WHAT YOU NEED TO DO:
Reproduce each entry below in full, exactly as it was given.

━━━━

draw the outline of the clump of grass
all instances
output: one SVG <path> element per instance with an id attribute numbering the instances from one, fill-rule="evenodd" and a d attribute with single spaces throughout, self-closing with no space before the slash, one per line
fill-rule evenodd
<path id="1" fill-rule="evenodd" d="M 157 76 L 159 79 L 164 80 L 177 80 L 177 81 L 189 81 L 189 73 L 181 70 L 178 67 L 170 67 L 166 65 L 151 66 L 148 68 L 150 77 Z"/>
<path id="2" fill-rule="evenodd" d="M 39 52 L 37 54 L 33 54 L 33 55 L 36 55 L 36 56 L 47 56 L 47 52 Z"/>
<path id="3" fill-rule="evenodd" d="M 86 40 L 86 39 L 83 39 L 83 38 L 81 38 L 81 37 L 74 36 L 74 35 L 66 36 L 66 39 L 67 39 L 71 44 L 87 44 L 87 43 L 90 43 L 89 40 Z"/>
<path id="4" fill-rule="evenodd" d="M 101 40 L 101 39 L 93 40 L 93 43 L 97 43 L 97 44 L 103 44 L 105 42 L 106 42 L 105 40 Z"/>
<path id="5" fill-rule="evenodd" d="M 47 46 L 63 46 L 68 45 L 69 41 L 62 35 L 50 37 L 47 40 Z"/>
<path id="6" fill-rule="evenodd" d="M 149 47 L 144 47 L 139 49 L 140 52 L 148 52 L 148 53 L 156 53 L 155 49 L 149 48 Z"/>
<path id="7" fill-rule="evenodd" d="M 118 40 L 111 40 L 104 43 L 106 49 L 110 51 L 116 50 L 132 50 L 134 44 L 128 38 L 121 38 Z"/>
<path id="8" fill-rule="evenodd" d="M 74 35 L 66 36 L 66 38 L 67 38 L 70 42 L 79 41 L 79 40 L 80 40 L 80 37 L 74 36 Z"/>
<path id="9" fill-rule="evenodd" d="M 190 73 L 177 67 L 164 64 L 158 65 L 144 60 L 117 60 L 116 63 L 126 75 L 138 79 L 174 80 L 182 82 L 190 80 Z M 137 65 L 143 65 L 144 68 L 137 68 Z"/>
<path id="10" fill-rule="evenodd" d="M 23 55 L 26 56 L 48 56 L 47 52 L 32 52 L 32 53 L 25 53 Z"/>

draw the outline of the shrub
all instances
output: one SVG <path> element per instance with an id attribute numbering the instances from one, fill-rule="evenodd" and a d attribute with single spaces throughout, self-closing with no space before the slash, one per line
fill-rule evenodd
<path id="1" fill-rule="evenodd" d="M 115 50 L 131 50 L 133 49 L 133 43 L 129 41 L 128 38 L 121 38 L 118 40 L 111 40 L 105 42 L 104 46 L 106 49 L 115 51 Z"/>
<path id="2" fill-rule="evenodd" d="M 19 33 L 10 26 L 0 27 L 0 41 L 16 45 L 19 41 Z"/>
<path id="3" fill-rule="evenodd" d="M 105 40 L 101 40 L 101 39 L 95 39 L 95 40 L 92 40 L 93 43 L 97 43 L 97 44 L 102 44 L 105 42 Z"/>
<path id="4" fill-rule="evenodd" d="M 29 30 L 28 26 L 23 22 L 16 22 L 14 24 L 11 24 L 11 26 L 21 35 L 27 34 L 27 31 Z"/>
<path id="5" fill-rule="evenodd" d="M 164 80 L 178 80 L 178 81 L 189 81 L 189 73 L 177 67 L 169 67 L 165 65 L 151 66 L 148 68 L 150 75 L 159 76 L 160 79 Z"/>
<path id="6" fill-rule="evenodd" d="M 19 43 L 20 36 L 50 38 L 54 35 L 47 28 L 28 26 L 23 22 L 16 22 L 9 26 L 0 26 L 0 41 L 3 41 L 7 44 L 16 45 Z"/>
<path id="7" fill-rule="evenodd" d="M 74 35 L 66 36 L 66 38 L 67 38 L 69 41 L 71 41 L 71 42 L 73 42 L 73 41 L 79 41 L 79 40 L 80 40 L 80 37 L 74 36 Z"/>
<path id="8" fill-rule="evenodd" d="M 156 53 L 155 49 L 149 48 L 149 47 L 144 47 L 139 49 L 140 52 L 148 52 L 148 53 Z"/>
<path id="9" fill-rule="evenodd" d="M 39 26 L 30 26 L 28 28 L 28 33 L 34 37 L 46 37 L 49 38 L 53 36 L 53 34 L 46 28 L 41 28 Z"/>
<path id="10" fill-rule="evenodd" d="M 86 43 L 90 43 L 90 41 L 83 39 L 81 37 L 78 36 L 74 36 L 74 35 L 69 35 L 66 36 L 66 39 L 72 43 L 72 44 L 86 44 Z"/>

━━━━

RESULT OF THE EXERCISE:
draw the outline of the clump of grass
all instances
output: one SVG <path> element per instance with an id attribute numbering the instances from one, fill-rule="evenodd" and a d attribute with single spaces throughout, self-closing with no space before the slash, one per line
fill-rule evenodd
<path id="1" fill-rule="evenodd" d="M 157 76 L 159 79 L 164 80 L 177 80 L 177 81 L 189 81 L 189 73 L 181 70 L 178 67 L 170 67 L 166 65 L 151 66 L 148 68 L 150 77 Z"/>
<path id="2" fill-rule="evenodd" d="M 39 52 L 37 54 L 33 54 L 33 55 L 36 55 L 36 56 L 47 56 L 47 52 Z"/>
<path id="3" fill-rule="evenodd" d="M 86 40 L 86 39 L 83 39 L 83 38 L 81 38 L 81 37 L 74 36 L 74 35 L 66 36 L 66 39 L 67 39 L 71 44 L 87 44 L 87 43 L 90 43 L 89 40 Z"/>
<path id="4" fill-rule="evenodd" d="M 101 40 L 101 39 L 93 40 L 93 43 L 97 43 L 97 44 L 103 44 L 105 42 L 106 42 L 105 40 Z"/>
<path id="5" fill-rule="evenodd" d="M 47 46 L 63 46 L 68 45 L 69 41 L 62 35 L 50 37 L 47 40 Z"/>
<path id="6" fill-rule="evenodd" d="M 149 47 L 144 47 L 139 49 L 140 52 L 148 52 L 148 53 L 156 53 L 155 49 L 149 48 Z"/>
<path id="7" fill-rule="evenodd" d="M 118 40 L 111 40 L 104 43 L 106 49 L 110 51 L 116 50 L 132 50 L 134 44 L 128 38 L 121 38 Z"/>
<path id="8" fill-rule="evenodd" d="M 74 35 L 66 36 L 66 38 L 67 38 L 70 42 L 79 41 L 79 40 L 80 40 L 80 37 L 74 36 Z"/>
<path id="9" fill-rule="evenodd" d="M 190 73 L 177 67 L 164 64 L 158 65 L 144 60 L 117 60 L 116 63 L 126 75 L 138 79 L 174 80 L 182 82 L 190 80 Z M 137 65 L 143 65 L 144 68 L 137 68 Z"/>
<path id="10" fill-rule="evenodd" d="M 23 55 L 26 56 L 48 56 L 47 52 L 32 52 L 32 53 L 25 53 Z"/>

draw the outline of the shrub
all instances
output: one SVG <path> element per instance with an id attribute numbering the instances from one, fill-rule="evenodd" and a d attribute with single spaces throughout, self-closing with no space before the slash, one per line
fill-rule evenodd
<path id="1" fill-rule="evenodd" d="M 115 50 L 131 50 L 133 49 L 133 43 L 129 41 L 128 38 L 121 38 L 118 40 L 111 40 L 105 42 L 104 46 L 106 49 L 115 51 Z"/>
<path id="2" fill-rule="evenodd" d="M 19 33 L 10 26 L 0 27 L 0 41 L 16 45 L 19 41 Z"/>
<path id="3" fill-rule="evenodd" d="M 105 40 L 101 40 L 101 39 L 95 39 L 95 40 L 92 40 L 93 43 L 97 43 L 97 44 L 102 44 L 105 42 Z"/>
<path id="4" fill-rule="evenodd" d="M 29 30 L 28 26 L 23 22 L 16 22 L 14 24 L 11 24 L 11 26 L 21 35 L 27 34 L 27 31 Z"/>
<path id="5" fill-rule="evenodd" d="M 164 80 L 178 80 L 178 81 L 189 81 L 189 73 L 177 67 L 169 67 L 165 65 L 151 66 L 148 68 L 150 75 L 159 76 L 160 79 Z"/>
<path id="6" fill-rule="evenodd" d="M 19 43 L 20 36 L 50 38 L 54 35 L 47 28 L 28 26 L 23 22 L 16 22 L 9 26 L 0 26 L 0 41 L 3 41 L 7 44 L 16 45 Z"/>
<path id="7" fill-rule="evenodd" d="M 74 35 L 66 36 L 66 38 L 67 38 L 69 41 L 71 41 L 71 42 L 73 42 L 73 41 L 79 41 L 79 40 L 80 40 L 80 37 L 74 36 Z"/>
<path id="8" fill-rule="evenodd" d="M 156 53 L 155 49 L 149 48 L 149 47 L 144 47 L 139 49 L 140 52 L 148 52 L 148 53 Z"/>
<path id="9" fill-rule="evenodd" d="M 39 26 L 30 26 L 28 28 L 28 33 L 34 37 L 46 37 L 49 38 L 53 36 L 53 34 L 46 28 L 41 28 Z"/>
<path id="10" fill-rule="evenodd" d="M 86 43 L 90 43 L 90 41 L 83 39 L 81 37 L 78 36 L 74 36 L 74 35 L 69 35 L 66 36 L 66 39 L 72 43 L 72 44 L 86 44 Z"/>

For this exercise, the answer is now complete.